SELECTED EXCERPT =
++++++++

DIFF: https://github.com/llvm/llvm-project/commit/d194ff31cf76e888116bc25781825edc26855a1c.diff

LOG: [X86][SSE] Simplify MOVMSK patterns based on comparison

An initial patch adding combineSetCCMOVMSK to simplify MOVMSK and its vector input based on the comparison of the MOVMSK result.

This first stage just adds support for some simple MOVMSK(PACKSSBW()) cases where we remove the PACKSS if we're comparing ne/eq zero (any_of patterns), allowing us to directly compare against the v8i16 source vector(s) bitcasted to v16i8, with suitable masking to take into account of which signbits are valid.

Future combines could peek through further PACKSS, target shuffles, handle all_of patterns (ne/eq -1), optimize to a PTEST op, etc.

++++++++

DATA =
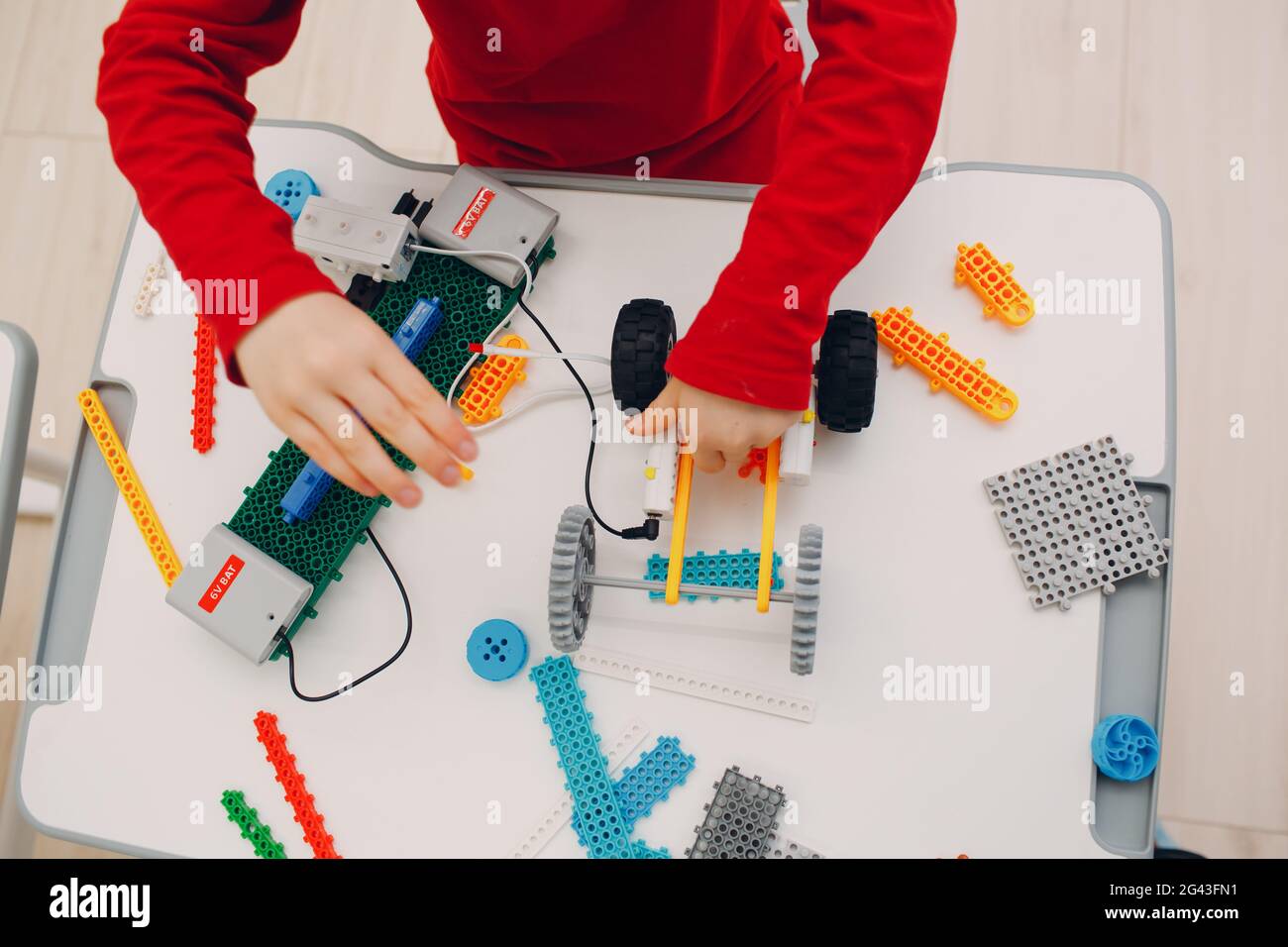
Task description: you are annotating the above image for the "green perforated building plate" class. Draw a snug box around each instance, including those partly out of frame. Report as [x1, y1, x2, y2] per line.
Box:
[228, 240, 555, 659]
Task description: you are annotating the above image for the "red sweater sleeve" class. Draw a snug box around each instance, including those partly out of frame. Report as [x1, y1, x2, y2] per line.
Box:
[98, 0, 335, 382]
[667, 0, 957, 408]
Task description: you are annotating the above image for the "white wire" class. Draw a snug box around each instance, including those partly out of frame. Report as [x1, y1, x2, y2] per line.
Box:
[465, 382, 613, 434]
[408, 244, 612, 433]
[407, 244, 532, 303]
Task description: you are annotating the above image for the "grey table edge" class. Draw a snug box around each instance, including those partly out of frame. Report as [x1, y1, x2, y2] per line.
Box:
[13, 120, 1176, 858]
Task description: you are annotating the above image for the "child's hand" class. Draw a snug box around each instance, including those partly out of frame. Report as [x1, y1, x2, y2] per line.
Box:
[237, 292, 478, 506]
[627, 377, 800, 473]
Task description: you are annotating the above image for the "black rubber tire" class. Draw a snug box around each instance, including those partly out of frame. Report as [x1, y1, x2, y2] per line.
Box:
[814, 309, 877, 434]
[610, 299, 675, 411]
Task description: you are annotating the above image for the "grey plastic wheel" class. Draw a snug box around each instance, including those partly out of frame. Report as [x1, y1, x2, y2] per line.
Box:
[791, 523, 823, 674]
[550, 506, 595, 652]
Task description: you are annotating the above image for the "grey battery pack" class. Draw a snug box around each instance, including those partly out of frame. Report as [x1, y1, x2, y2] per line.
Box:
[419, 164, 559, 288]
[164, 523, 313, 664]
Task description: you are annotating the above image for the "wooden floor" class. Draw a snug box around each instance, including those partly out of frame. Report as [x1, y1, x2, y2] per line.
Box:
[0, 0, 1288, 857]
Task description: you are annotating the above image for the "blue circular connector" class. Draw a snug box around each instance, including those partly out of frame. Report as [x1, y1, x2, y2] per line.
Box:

++++++++

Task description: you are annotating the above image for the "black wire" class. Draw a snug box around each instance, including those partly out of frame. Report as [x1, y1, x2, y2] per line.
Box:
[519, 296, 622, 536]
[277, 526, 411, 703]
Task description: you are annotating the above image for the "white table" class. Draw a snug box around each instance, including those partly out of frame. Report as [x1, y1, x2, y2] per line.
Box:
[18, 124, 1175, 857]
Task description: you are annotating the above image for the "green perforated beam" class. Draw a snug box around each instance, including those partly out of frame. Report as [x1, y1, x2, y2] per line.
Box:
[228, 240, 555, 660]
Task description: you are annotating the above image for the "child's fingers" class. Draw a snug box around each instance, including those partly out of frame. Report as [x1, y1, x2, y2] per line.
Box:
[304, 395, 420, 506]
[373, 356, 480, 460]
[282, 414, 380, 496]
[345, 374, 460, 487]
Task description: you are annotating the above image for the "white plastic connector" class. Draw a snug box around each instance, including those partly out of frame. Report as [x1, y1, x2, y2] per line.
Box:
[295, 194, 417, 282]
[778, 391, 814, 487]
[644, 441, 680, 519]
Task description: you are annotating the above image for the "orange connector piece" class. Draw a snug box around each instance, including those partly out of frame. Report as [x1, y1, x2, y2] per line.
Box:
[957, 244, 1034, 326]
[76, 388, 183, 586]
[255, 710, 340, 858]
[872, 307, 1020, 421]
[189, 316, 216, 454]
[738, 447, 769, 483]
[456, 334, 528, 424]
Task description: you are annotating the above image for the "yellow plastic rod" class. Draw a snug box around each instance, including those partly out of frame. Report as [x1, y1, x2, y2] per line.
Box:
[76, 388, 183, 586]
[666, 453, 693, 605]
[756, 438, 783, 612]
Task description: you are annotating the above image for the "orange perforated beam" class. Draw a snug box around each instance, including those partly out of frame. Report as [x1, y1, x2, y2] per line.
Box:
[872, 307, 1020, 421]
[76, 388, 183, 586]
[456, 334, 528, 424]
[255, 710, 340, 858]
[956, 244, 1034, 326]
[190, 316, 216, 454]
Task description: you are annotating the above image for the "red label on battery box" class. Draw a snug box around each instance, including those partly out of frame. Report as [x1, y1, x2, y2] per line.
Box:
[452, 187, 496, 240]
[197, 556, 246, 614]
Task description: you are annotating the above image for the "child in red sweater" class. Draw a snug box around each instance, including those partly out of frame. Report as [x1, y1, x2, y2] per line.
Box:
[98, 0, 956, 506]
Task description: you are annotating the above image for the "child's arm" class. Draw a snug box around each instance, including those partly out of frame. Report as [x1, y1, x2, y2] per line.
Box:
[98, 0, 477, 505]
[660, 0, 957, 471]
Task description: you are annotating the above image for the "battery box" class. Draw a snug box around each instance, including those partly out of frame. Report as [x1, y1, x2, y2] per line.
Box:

++++++++

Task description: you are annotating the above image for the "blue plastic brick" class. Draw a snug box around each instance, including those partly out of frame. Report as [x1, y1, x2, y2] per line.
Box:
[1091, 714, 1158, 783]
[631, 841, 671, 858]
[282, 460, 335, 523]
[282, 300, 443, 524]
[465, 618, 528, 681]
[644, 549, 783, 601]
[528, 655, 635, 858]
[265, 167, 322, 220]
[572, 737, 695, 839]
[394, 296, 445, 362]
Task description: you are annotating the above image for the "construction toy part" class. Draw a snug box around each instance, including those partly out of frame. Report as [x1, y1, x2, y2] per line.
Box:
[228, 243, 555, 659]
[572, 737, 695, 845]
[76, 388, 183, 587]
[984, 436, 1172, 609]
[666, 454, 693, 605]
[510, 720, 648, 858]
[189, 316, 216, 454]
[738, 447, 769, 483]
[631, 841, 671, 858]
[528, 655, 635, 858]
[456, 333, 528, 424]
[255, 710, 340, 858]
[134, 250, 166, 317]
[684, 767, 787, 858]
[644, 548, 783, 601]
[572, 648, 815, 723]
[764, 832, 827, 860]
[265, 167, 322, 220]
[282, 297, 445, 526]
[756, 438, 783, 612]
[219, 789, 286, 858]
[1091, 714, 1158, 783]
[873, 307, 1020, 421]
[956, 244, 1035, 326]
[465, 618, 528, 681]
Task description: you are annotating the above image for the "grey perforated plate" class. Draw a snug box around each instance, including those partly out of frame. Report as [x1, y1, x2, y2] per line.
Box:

++++++++

WORK REQUIRED = Summarize the commit message in two sentences. The items have no connection to the commit message.

TASK RESPONSE = The patch adds combineSetCCMOVMSK, which simplifies MOVMSK and its vector input according to how the MOVMSK result is compared. This first stage handles simple MOVMSK(PACKSSBW()) cases by removing the PACKSS when the comparison is ne/eq zero and comparing directly against the v8i16 source vectors bitcast to v16i8 with masking for the valid sign bits, while later combines could cover further PACKSS, target shuffles, all_of patterns, or a PTEST op.